*WORK ORDER*
An identical copy of the data below is needed.

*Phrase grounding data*
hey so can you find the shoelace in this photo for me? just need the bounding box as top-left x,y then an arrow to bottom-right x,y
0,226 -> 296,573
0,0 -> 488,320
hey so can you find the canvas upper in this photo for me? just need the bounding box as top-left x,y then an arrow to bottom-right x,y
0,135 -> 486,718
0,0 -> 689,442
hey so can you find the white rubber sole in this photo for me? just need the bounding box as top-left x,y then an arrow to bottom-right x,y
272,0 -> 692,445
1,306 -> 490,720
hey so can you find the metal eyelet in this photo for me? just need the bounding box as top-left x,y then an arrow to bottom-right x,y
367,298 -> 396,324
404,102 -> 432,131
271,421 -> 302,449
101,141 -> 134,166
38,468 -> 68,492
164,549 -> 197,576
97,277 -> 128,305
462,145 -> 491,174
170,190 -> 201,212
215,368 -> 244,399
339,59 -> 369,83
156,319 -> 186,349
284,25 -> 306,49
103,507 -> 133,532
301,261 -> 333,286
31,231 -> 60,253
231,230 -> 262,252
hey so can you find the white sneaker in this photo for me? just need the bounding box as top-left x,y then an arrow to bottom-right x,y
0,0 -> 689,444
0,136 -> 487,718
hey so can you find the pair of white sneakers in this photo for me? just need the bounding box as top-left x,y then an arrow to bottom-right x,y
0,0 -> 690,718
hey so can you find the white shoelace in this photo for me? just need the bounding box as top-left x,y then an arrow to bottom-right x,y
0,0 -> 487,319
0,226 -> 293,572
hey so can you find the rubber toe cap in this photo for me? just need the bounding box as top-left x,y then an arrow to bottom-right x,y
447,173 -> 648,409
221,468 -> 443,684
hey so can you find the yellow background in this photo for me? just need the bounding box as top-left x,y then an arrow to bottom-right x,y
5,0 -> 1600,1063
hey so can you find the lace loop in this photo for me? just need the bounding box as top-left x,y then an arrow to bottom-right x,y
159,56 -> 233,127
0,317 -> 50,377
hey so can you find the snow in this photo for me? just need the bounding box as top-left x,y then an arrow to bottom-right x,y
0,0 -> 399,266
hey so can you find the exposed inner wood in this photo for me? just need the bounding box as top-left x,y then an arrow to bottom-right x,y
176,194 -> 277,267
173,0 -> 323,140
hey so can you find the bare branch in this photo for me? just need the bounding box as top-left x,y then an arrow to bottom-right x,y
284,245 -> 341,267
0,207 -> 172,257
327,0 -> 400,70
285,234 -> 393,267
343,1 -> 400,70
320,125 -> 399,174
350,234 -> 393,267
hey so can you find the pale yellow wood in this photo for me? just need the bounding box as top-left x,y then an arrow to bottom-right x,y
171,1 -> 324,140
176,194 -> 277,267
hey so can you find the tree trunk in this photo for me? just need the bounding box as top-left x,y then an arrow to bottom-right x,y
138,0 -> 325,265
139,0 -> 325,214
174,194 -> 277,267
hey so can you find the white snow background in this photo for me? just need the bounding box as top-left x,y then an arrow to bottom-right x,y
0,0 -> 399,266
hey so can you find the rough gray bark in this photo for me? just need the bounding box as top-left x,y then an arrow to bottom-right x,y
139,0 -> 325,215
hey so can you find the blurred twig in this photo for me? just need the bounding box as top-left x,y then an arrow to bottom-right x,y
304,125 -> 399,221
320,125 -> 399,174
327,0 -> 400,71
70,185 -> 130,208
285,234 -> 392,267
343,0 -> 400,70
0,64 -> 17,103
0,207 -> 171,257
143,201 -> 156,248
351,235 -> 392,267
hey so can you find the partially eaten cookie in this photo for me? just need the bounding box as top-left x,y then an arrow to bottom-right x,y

*EXERCISE ANSWER*
hey so can you find the shoelace in this photo for me? just need the bounding box as top-left x,y then an arrow to bottom-right x,y
0,226 -> 296,573
0,0 -> 488,320
hey so can you find the canvas upper in this photo for me? just need the bounding box as top-left x,y then an arrow to bottom-right x,y
0,135 -> 486,718
0,0 -> 689,442
hey so can you find the white rubber sole in this photo for me? just need the bounding box as top-left x,y then an arrow to bottom-right x,y
272,0 -> 692,445
1,306 -> 490,720
hey so can you find the metal eyelet in this photo for me? just need the bounding box as top-left x,y then an arrow to bottom-right x,y
367,298 -> 396,324
404,102 -> 432,131
271,421 -> 302,449
101,141 -> 134,166
38,468 -> 68,492
164,549 -> 197,576
97,277 -> 128,305
462,145 -> 491,174
170,190 -> 201,212
215,368 -> 244,399
339,59 -> 369,83
156,319 -> 186,349
284,25 -> 306,49
103,507 -> 133,532
301,261 -> 333,286
31,231 -> 60,253
231,230 -> 262,252
hey so can you find the white sneaker in this photo for me? just need the bounding box as top-left x,y then an arrow to bottom-right x,y
0,0 -> 689,444
0,136 -> 487,718
hey so can you find the pair of white sneakers in this photo for me? just need the bounding box as top-left x,y then an arrow to bottom-right x,y
0,0 -> 690,718
hey so can you find the white shoelace in this photo for me? just need the bounding box as top-left x,y then an arrow to bottom-right x,y
0,0 -> 487,319
0,226 -> 293,572
hey so can you find the rubber toe cap in this photo for me? just need the bounding box as top-left x,y then an arrow to bottom-right x,y
447,173 -> 648,409
221,468 -> 443,684
hey so can you find the yellow background in this photo for me? just need the bounding box as top-left x,y then an arrow to bottom-right x,y
5,0 -> 1600,1063
hey so can you find the lace loop in this photo for me? just need the bounding box as top-left x,y then an arrow to bottom-right x,y
159,56 -> 233,127
0,317 -> 50,377
hey so can you find the snow in this photo for me? just need the bounding box as top-left x,y then an arrow to bottom-right x,y
0,0 -> 399,266
hey so can you find the exposed inner wood in this photo for me? just need the bounding box as top-left x,y then an arrow to bottom-right x,y
176,194 -> 277,267
173,0 -> 323,140
hey so can you find the bare branch in this photo for me? just need the bounding box as top-left x,y then an arrow to bottom-right x,y
284,245 -> 341,267
0,207 -> 172,257
327,0 -> 400,70
285,234 -> 393,267
343,1 -> 400,70
320,125 -> 399,174
350,234 -> 393,267
hey so can you find the pale yellow wood in this photo for me? just need the bounding box as top-left x,y then an arrow to bottom-right x,y
171,1 -> 324,140
176,194 -> 277,267
hey so can you find the tree trunk in this photo for me? just need the bounding box as top-left x,y then an arrow to bottom-right x,y
138,0 -> 325,265
139,0 -> 325,214
174,194 -> 277,267
hey so can you find the white snow background in this photo for me? just need the bounding box as top-left x,y then an arrow to bottom-right x,y
0,0 -> 399,266
hey so can you find the rough gray bark in this photo for me? just need the bounding box as top-left x,y then an arrow to bottom-right x,y
139,0 -> 325,215
hey so can you find the blurred twig in this photo for me? just need the bounding box as top-left x,y then an arrow to bottom-right x,y
304,125 -> 399,221
320,125 -> 399,174
327,0 -> 400,71
70,185 -> 130,208
285,234 -> 392,267
343,0 -> 400,70
0,64 -> 17,103
0,207 -> 171,257
143,201 -> 156,248
351,235 -> 392,267
hey so can you find the partially eaten cookie in this photo for me? just need the bounding box as top-left x,y then an arrow to bottom-right x,y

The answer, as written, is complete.